Reproduce word for word the lines of the records below, starting with the line that contains "For the benchmark, mark every instance of the wheel" and stopping after the line that contains "Query: telehandler cab". Include both of those lines and nothing outside that span.
──────────
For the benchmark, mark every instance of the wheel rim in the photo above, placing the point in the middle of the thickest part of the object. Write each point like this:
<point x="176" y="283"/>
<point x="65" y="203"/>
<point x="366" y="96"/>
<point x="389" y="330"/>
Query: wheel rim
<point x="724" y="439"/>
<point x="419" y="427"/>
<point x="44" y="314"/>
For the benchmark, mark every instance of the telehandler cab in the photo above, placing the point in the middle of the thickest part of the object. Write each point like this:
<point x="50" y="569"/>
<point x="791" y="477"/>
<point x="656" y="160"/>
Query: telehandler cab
──────────
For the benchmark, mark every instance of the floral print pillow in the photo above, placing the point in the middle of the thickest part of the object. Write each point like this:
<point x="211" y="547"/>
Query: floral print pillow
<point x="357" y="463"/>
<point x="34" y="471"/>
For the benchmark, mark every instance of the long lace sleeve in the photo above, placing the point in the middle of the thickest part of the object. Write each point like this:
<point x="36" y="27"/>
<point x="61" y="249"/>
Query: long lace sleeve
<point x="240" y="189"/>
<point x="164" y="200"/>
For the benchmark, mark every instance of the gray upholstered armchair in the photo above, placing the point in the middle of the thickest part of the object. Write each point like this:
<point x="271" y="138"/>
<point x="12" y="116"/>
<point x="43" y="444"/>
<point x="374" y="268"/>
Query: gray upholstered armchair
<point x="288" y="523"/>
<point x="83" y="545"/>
──────────
> _Final result_
For the benchmark, mark every instance of the wheel rim in the photo above, placing the point in the middle of the thickest part of the object. Write each point like this:
<point x="176" y="283"/>
<point x="65" y="203"/>
<point x="366" y="96"/>
<point x="389" y="330"/>
Query: wheel rim
<point x="724" y="439"/>
<point x="419" y="427"/>
<point x="44" y="314"/>
For the benchmark, mark every instance of the telehandler cab in the photo above, placing the point in the middle of the thickest part of the object. Write each point like this:
<point x="50" y="569"/>
<point x="791" y="477"/>
<point x="656" y="160"/>
Query: telehandler cab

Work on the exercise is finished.